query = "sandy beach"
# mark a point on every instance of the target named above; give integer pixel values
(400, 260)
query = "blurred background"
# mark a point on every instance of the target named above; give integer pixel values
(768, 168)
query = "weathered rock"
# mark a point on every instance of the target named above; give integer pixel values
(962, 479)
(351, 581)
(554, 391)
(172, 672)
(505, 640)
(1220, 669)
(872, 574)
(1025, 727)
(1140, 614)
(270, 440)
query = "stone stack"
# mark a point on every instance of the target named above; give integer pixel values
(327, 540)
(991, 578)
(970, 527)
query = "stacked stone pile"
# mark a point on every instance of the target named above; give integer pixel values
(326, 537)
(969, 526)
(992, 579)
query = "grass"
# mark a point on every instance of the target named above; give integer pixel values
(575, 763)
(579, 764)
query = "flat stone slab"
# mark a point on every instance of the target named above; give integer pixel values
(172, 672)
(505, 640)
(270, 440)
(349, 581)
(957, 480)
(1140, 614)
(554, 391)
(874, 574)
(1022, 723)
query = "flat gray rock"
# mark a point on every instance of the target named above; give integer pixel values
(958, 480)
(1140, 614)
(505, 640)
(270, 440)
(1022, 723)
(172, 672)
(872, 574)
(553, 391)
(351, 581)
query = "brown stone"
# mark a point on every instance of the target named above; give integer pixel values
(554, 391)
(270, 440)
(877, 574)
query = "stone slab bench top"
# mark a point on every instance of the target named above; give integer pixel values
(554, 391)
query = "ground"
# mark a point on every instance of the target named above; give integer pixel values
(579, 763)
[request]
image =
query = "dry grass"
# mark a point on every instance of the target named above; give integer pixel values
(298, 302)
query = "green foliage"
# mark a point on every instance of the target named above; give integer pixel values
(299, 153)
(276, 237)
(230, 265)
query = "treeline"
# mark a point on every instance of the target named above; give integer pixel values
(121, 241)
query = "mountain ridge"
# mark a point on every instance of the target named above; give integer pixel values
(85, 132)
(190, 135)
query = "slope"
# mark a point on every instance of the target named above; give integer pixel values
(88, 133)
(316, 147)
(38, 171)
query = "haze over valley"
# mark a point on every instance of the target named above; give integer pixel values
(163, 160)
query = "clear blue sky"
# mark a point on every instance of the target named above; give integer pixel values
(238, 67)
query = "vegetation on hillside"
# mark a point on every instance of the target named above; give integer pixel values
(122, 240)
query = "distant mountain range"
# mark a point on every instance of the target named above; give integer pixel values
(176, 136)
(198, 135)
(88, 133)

* * * * *

● Aim of the exercise
Your task is to quote all of the data word for word.

● Expected answer
query = "sandy beach"
# mark a point on every instance of the target named above; give integer pixel values
(400, 260)
query = "blurred background"
# mark a point on every instance of the target named above; give integer pixel values
(768, 168)
query = "weathered rock"
# mark a point on every instance of the target named above; give integer pixel values
(962, 479)
(351, 581)
(554, 391)
(172, 672)
(505, 640)
(1220, 669)
(872, 574)
(1025, 727)
(1140, 614)
(270, 440)
query = "stone stack"
# mark a point on every instance of the target named above; give integer pixel values
(327, 540)
(991, 578)
(970, 527)
query = "stacked stone pile"
# mark a point on every instance of the target named above; give integer pixel values
(326, 537)
(969, 526)
(992, 579)
query = "grass"
# mark a point on every instance of the target named above; give integer pixel values
(575, 763)
(579, 764)
query = "flat stone slab"
# mark a point on every instance of the target named above; give integer pixel values
(172, 672)
(505, 640)
(270, 440)
(349, 581)
(957, 480)
(1140, 614)
(554, 391)
(874, 574)
(1022, 723)
query = "flat gray rock"
# mark a point on every instance of the target named above; give integer pixel values
(958, 480)
(1140, 614)
(505, 640)
(270, 440)
(1022, 723)
(172, 672)
(872, 574)
(553, 391)
(351, 581)
query = "brown stone"
# mark a point on every instance of the target named above; give integer pixel values
(554, 391)
(270, 440)
(877, 574)
query = "stone slab bench top"
# mark a point on every instance of the target named above; give integer pixel values
(554, 391)
query = "ground"
# mark a point on every instance of the target named above; give integer pixel values
(579, 763)
[request]
image =
query = "dry grass"
# mark a point on every instance of the target named above; give integer pixel values
(298, 302)
query = "green foliage"
# mark a point on every instance of the target named above; give integer pixel values
(299, 153)
(276, 237)
(230, 265)
query = "treeline"
# mark a point on every instance of the target named above; give integer pixel values
(121, 241)
query = "mountain ridge"
# mark a point on every instance of the target named above; give integer pixel values
(85, 132)
(190, 135)
query = "slope"
# mark a point on every instance of the target named above; give integer pixel values
(88, 133)
(316, 147)
(38, 171)
query = "haze over valley"
# mark a point on every instance of the target named above; give integer pixel values
(163, 160)
query = "clear blue sky"
# mark a point on every instance of the target named above; give integer pixel values
(238, 67)
query = "vegetation on hillside"
# mark a point on every instance of the target named above; give integer pixel values
(122, 240)
query = "distant mountain range"
# mark a point on every instance of the target named above; give integer pixel values
(176, 136)
(198, 135)
(88, 133)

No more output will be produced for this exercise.